### Work order
In the data that follows, count the lines where "plaque" appears, and write only the number.

### Input for this task
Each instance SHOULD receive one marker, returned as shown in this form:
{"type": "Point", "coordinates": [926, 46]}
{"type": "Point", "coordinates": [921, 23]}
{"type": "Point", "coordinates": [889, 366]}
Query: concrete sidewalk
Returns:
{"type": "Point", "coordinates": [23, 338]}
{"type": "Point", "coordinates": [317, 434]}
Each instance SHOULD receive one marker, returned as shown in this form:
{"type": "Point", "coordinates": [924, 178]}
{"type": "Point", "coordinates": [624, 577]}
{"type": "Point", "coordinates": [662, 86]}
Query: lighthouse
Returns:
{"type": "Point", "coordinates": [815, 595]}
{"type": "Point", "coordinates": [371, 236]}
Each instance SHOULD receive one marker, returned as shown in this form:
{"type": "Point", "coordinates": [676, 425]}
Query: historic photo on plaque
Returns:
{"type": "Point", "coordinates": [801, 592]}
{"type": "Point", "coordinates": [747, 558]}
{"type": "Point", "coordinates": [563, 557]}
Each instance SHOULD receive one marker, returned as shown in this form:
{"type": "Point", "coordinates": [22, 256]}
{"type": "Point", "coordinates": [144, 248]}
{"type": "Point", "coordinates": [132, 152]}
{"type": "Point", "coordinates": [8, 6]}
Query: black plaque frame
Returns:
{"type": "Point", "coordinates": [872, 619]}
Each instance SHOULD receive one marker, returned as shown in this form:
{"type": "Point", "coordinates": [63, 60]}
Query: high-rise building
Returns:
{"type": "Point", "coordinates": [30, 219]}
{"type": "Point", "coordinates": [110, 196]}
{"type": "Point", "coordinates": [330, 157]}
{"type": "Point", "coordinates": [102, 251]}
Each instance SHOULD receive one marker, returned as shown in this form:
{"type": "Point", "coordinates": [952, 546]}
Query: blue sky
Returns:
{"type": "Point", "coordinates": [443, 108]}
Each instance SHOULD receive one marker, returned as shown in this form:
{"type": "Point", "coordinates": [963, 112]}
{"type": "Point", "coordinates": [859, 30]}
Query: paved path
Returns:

### Response to the exercise
2